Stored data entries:
● ● ●

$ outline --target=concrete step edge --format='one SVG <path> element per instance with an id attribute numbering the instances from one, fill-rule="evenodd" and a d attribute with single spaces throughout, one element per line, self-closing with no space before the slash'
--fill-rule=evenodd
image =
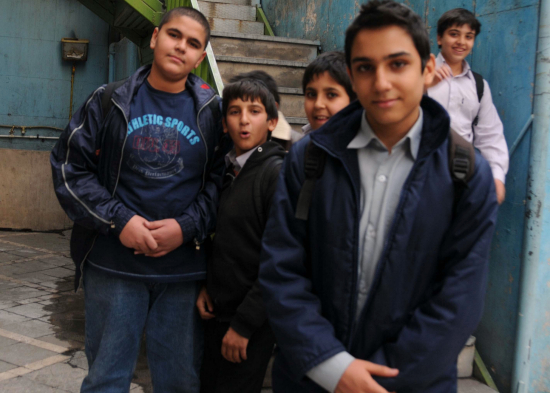
<path id="1" fill-rule="evenodd" d="M 256 7 L 250 5 L 212 3 L 199 0 L 199 9 L 207 18 L 256 22 Z M 214 11 L 215 10 L 215 11 Z M 213 14 L 211 14 L 213 12 Z M 217 14 L 217 15 L 216 15 Z"/>
<path id="2" fill-rule="evenodd" d="M 284 113 L 283 113 L 284 114 Z M 303 124 L 304 126 L 309 123 L 307 121 L 307 117 L 286 117 L 286 121 L 289 122 L 289 124 Z"/>
<path id="3" fill-rule="evenodd" d="M 245 63 L 245 64 L 260 64 L 260 65 L 275 65 L 282 67 L 296 67 L 306 68 L 309 63 L 302 61 L 290 61 L 290 60 L 273 60 L 273 59 L 257 59 L 237 56 L 216 56 L 216 61 L 225 61 L 228 63 Z"/>
<path id="4" fill-rule="evenodd" d="M 303 40 L 301 38 L 272 37 L 269 35 L 260 35 L 260 34 L 224 33 L 222 31 L 212 31 L 210 35 L 212 37 L 241 38 L 243 40 L 284 42 L 288 44 L 300 44 L 300 45 L 311 45 L 311 46 L 321 45 L 321 41 Z"/>
<path id="5" fill-rule="evenodd" d="M 277 91 L 281 94 L 304 95 L 304 91 L 301 87 L 279 87 Z"/>

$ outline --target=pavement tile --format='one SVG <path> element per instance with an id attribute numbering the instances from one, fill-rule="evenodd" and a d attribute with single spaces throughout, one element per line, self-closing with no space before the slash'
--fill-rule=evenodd
<path id="1" fill-rule="evenodd" d="M 24 257 L 19 255 L 8 254 L 7 252 L 0 252 L 0 263 L 16 261 L 18 259 L 23 259 L 23 258 Z"/>
<path id="2" fill-rule="evenodd" d="M 38 301 L 38 299 L 36 299 L 36 301 Z M 49 312 L 44 310 L 44 307 L 45 306 L 42 304 L 30 303 L 18 307 L 8 308 L 6 311 L 23 315 L 29 318 L 40 318 L 45 315 L 49 315 Z"/>
<path id="3" fill-rule="evenodd" d="M 49 336 L 40 337 L 40 341 L 44 341 L 50 344 L 59 345 L 61 347 L 70 347 L 71 349 L 84 349 L 84 342 L 77 341 L 68 338 L 69 335 L 64 334 L 63 332 L 58 332 L 55 334 L 50 334 Z"/>
<path id="4" fill-rule="evenodd" d="M 7 347 L 8 345 L 17 344 L 19 341 L 12 340 L 11 338 L 7 338 L 4 336 L 0 336 L 0 348 Z M 3 371 L 0 371 L 0 373 Z"/>
<path id="5" fill-rule="evenodd" d="M 21 248 L 21 246 L 16 246 L 9 243 L 4 243 L 2 240 L 5 240 L 5 238 L 0 238 L 0 252 L 4 251 L 10 251 L 10 250 L 17 250 L 18 248 Z"/>
<path id="6" fill-rule="evenodd" d="M 0 292 L 2 291 L 2 288 L 0 288 Z M 19 303 L 16 302 L 5 302 L 0 301 L 0 310 L 5 310 L 6 308 L 11 308 L 17 306 Z"/>
<path id="7" fill-rule="evenodd" d="M 6 363 L 0 360 L 0 373 L 3 373 L 4 371 L 8 371 L 8 370 L 13 370 L 14 368 L 17 368 L 15 364 Z"/>
<path id="8" fill-rule="evenodd" d="M 17 343 L 3 347 L 0 351 L 0 360 L 16 364 L 18 366 L 24 366 L 32 362 L 36 362 L 42 359 L 49 358 L 50 356 L 58 355 L 55 352 L 48 351 L 46 349 L 35 347 L 34 345 Z M 2 385 L 0 385 L 0 391 L 4 393 Z M 20 392 L 32 392 L 32 390 L 21 390 Z"/>
<path id="9" fill-rule="evenodd" d="M 9 325 L 12 323 L 22 323 L 28 320 L 29 318 L 24 317 L 23 315 L 14 314 L 6 310 L 0 310 L 0 327 Z"/>
<path id="10" fill-rule="evenodd" d="M 2 326 L 2 329 L 22 334 L 31 338 L 39 338 L 55 333 L 54 327 L 50 323 L 40 321 L 38 319 L 5 324 L 4 326 Z"/>
<path id="11" fill-rule="evenodd" d="M 62 390 L 43 385 L 31 379 L 17 377 L 0 382 L 2 393 L 60 393 Z"/>
<path id="12" fill-rule="evenodd" d="M 476 379 L 459 378 L 458 393 L 495 393 L 495 391 Z"/>
<path id="13" fill-rule="evenodd" d="M 27 286 L 20 286 L 10 289 L 9 291 L 0 291 L 0 301 L 12 301 L 31 299 L 39 296 L 48 295 L 51 292 L 31 288 Z"/>
<path id="14" fill-rule="evenodd" d="M 23 378 L 67 392 L 78 393 L 86 374 L 85 370 L 71 367 L 63 362 L 26 374 Z"/>
<path id="15" fill-rule="evenodd" d="M 36 257 L 47 254 L 45 251 L 33 250 L 32 248 L 20 248 L 16 250 L 6 251 L 6 254 L 18 255 L 25 258 Z"/>
<path id="16" fill-rule="evenodd" d="M 51 257 L 44 257 L 40 258 L 41 262 L 46 262 L 53 266 L 67 266 L 72 265 L 74 266 L 73 260 L 69 257 L 64 257 L 61 255 L 52 255 Z"/>
<path id="17" fill-rule="evenodd" d="M 30 236 L 7 236 L 1 240 L 7 240 L 22 246 L 42 248 L 52 252 L 69 251 L 70 238 L 58 233 L 33 233 Z"/>
<path id="18" fill-rule="evenodd" d="M 46 269 L 48 269 L 48 267 L 45 268 L 45 270 Z M 14 275 L 13 277 L 17 278 L 18 280 L 31 282 L 33 284 L 40 284 L 41 282 L 52 281 L 52 276 L 48 276 L 48 275 L 44 274 L 43 271 L 17 274 L 17 275 Z"/>
<path id="19" fill-rule="evenodd" d="M 52 276 L 52 277 L 64 278 L 64 277 L 74 276 L 74 269 L 66 269 L 64 267 L 56 267 L 56 268 L 53 268 L 53 269 L 44 270 L 42 273 L 44 273 L 48 276 Z"/>

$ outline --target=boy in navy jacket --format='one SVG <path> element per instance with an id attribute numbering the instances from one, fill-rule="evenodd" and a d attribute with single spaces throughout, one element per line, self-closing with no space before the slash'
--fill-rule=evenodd
<path id="1" fill-rule="evenodd" d="M 151 38 L 152 66 L 112 93 L 107 113 L 98 88 L 51 154 L 55 191 L 75 223 L 75 286 L 85 288 L 82 392 L 128 391 L 144 330 L 155 391 L 199 391 L 194 304 L 223 158 L 214 153 L 219 97 L 190 72 L 209 37 L 200 12 L 165 14 Z"/>
<path id="2" fill-rule="evenodd" d="M 435 58 L 410 8 L 364 5 L 345 53 L 358 101 L 291 149 L 264 233 L 274 392 L 456 392 L 485 293 L 491 169 L 476 154 L 467 187 L 453 184 L 449 117 L 423 97 Z M 312 151 L 325 161 L 304 220 Z"/>
<path id="3" fill-rule="evenodd" d="M 239 79 L 223 90 L 224 132 L 234 149 L 226 175 L 207 285 L 197 307 L 205 324 L 203 393 L 259 393 L 275 338 L 258 271 L 262 235 L 285 150 L 269 136 L 277 126 L 269 88 Z"/>

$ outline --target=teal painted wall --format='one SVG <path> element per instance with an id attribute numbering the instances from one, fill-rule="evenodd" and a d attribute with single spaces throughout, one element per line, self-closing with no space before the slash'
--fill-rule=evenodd
<path id="1" fill-rule="evenodd" d="M 262 0 L 275 35 L 320 40 L 323 51 L 344 47 L 347 26 L 365 1 L 356 0 Z M 405 0 L 426 22 L 437 54 L 436 26 L 443 12 L 464 7 L 482 23 L 470 63 L 489 82 L 493 101 L 504 123 L 508 146 L 512 146 L 533 108 L 533 84 L 538 32 L 538 0 Z M 501 206 L 490 261 L 485 314 L 476 332 L 477 348 L 501 392 L 511 391 L 517 327 L 519 274 L 523 250 L 527 170 L 530 133 L 510 159 L 507 197 Z M 544 234 L 543 234 L 544 235 Z M 546 237 L 548 238 L 548 237 Z M 544 241 L 543 241 L 544 243 Z M 548 251 L 550 241 L 546 241 Z M 546 254 L 550 257 L 550 252 Z M 549 259 L 550 261 L 550 259 Z M 550 266 L 550 262 L 548 264 Z M 542 269 L 539 295 L 541 320 L 550 321 L 550 267 Z M 538 345 L 531 362 L 529 392 L 550 391 L 550 322 L 538 326 Z M 535 343 L 533 343 L 535 345 Z M 545 377 L 546 375 L 546 377 Z M 546 379 L 545 379 L 546 378 Z M 540 382 L 543 381 L 543 382 Z M 535 386 L 536 385 L 536 386 Z"/>
<path id="2" fill-rule="evenodd" d="M 0 124 L 64 128 L 72 65 L 61 60 L 61 38 L 74 31 L 90 40 L 88 61 L 76 65 L 73 108 L 78 108 L 107 82 L 109 26 L 77 0 L 0 0 L 0 10 Z M 1 135 L 8 133 L 0 128 Z M 59 132 L 27 132 L 36 134 Z M 51 150 L 53 143 L 0 139 L 0 148 Z"/>

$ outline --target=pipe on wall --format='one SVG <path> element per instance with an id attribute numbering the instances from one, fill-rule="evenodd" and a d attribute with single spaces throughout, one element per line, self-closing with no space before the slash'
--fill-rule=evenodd
<path id="1" fill-rule="evenodd" d="M 115 81 L 115 43 L 109 45 L 109 83 Z"/>
<path id="2" fill-rule="evenodd" d="M 519 312 L 512 375 L 512 392 L 530 391 L 532 345 L 537 318 L 537 276 L 540 261 L 543 212 L 546 199 L 547 162 L 550 132 L 550 0 L 541 0 L 533 103 L 533 130 L 529 156 L 527 220 L 523 239 Z"/>

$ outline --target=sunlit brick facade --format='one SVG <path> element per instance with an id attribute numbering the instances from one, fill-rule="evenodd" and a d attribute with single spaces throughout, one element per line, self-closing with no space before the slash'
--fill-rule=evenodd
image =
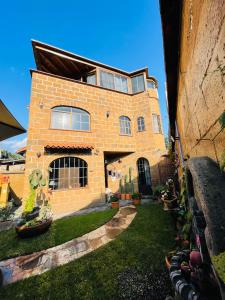
<path id="1" fill-rule="evenodd" d="M 33 47 L 37 70 L 32 71 L 25 182 L 33 169 L 47 174 L 50 165 L 57 166 L 48 183 L 55 213 L 75 211 L 95 201 L 105 201 L 106 188 L 118 191 L 120 179 L 128 174 L 129 168 L 132 168 L 135 190 L 140 190 L 139 158 L 149 163 L 151 186 L 160 183 L 158 163 L 165 153 L 165 143 L 157 82 L 148 76 L 147 70 L 132 75 L 39 42 L 33 42 Z M 101 72 L 117 78 L 112 81 L 109 75 L 105 83 Z M 76 78 L 71 74 L 77 74 Z M 93 76 L 91 83 L 87 82 L 87 74 Z M 139 81 L 138 87 L 132 77 L 140 75 L 143 82 Z M 105 87 L 104 84 L 113 85 Z M 136 91 L 138 88 L 143 90 Z M 55 108 L 59 112 L 54 113 Z M 68 110 L 68 114 L 64 110 Z M 129 132 L 125 123 L 121 123 L 121 116 L 127 118 Z M 138 123 L 139 117 L 144 118 L 143 126 Z M 79 123 L 82 120 L 88 125 Z M 49 149 L 48 144 L 53 147 Z M 77 171 L 79 166 L 72 165 L 73 159 L 61 160 L 63 168 L 60 167 L 57 159 L 62 157 L 82 159 L 87 173 L 82 173 L 83 169 Z M 82 178 L 77 179 L 79 176 Z M 28 190 L 29 185 L 25 184 L 25 195 Z"/>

● ● ●

Aim of the exercise
Leave out any pictures, please, and quote only the lines from the top of the data through the line that contains "outline --target=pavement tile".

Written solution
$ outline --target=concrete step edge --format='one SVG <path> element per instance with an id attribute numbering the instances from one, fill-rule="evenodd" and a d attribute with single spaces throughout, one element per line, self-closing with no space before the slash'
--fill-rule=evenodd
image =
<path id="1" fill-rule="evenodd" d="M 256 7 L 250 5 L 212 3 L 199 0 L 199 9 L 207 18 L 256 22 Z M 214 11 L 215 10 L 215 11 Z M 213 14 L 211 14 L 213 12 Z M 217 14 L 217 15 L 216 15 Z"/>
<path id="2" fill-rule="evenodd" d="M 284 113 L 283 113 L 284 114 Z M 303 124 L 304 126 L 309 123 L 307 121 L 307 117 L 286 117 L 286 121 L 289 122 L 289 124 Z"/>
<path id="3" fill-rule="evenodd" d="M 245 63 L 245 64 L 260 64 L 260 65 L 275 65 L 282 67 L 296 67 L 306 68 L 309 63 L 302 61 L 290 61 L 290 60 L 273 60 L 273 59 L 257 59 L 237 56 L 216 56 L 216 61 L 225 61 L 228 63 Z"/>
<path id="4" fill-rule="evenodd" d="M 303 40 L 301 38 L 272 37 L 269 35 L 260 35 L 260 34 L 224 33 L 222 31 L 212 31 L 210 35 L 212 37 L 241 38 L 243 40 L 284 42 L 288 44 L 300 44 L 300 45 L 311 45 L 311 46 L 321 45 L 321 41 Z"/>
<path id="5" fill-rule="evenodd" d="M 277 91 L 281 94 L 304 95 L 304 91 L 301 87 L 279 87 Z"/>

$ outline --target=pavement tile --format='one SVG <path> element per instance with an id attribute numbering the instances from one, fill-rule="evenodd" and a d attribute with single spaces throughout, one element per line, self-closing with no space before the slash'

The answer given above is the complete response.